### Extrait du document
┄┄┄┄┄┄┄┄┄┄

Le droit international humanitaire mis à mal en Syrie

Article paru sur le site Plaidoyer le 27/03/2017 par le professeur Marco Sassòli

Le droit international humanitaire semble être systématiquement violé par les parties des conflits armés en Syrie. L’interprétation de ses règles est sujette à certaines controverses, discutées dans cette contribution. Mais le problème principal que nous aborderons réside dans la faiblesse des mécanismes de mise en œuvre.

Des violations généralisées

En suivant les médias et les rapports des ONG (qui s’intéressent légitimement aux violations et non aux cas de respect qui existent même en Syrie), on pourrait avoir l’impression que les conflits armés qui ravagent, depuis plus de cinq ans, la Syrie sonnent le glas de la crédibilité du droit international humanitaire (DIH). Nous sommes tous choqués par les violations systématiques de ce droit, ceux qui ont oublié l’histoire pensent qu’il s’agit d’un cas unique, certains se demandent à quoi ce droit peut encore servir s’il a apparemment si peu d’impact sur la réalité, d’autres suggèrent que ce droit soit fondamentalement repensé.

┄┄┄┄┄┄┄┄┄┄

### Extrait des données
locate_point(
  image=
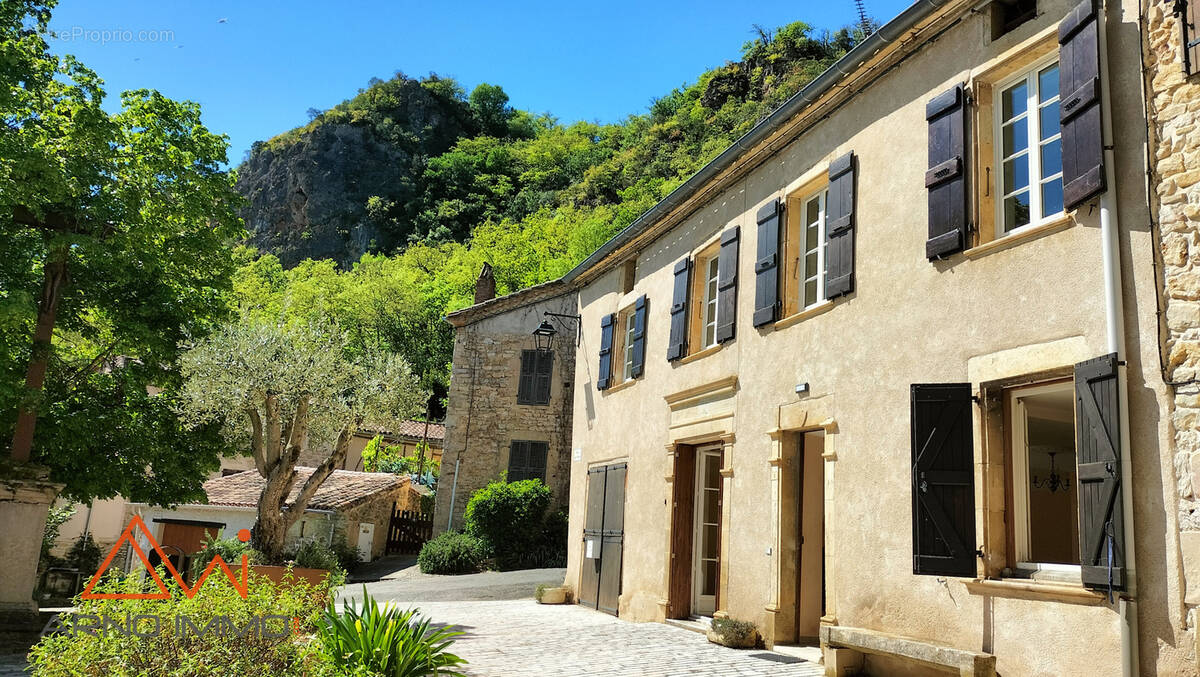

┄┄┄┄┄┄┄┄┄┄

### Énoncé
Recopiez le passage de l'extrait sur le droit international humanitaire en Syrie en commençant par « Des violations généralisées » et en allant jusqu'à « soit fondamentalement repensé. », en substituant « journaux » à « médias ».

### Solution détaillée
Des violations généralisées

En suivant les journaux et les rapports des ONG (qui s’intéressent légitimement aux violations et non aux cas de respect qui existent même en Syrie), on pourrait avoir l’impression que les conflits armés qui ravagent, depuis plus de cinq ans, la Syrie sonnent le glas de la crédibilité du droit international humanitaire (DIH). Nous sommes tous choqués par les violations systématiques de ce droit, ceux qui ont oublié l’histoire pensent qu’il s’agit d’un cas unique, certains se demandent à quoi ce droit peut encore servir s’il a apparemment si peu d’impact sur la réalité, d’autres suggèrent que ce droit soit fondamentalement repensé.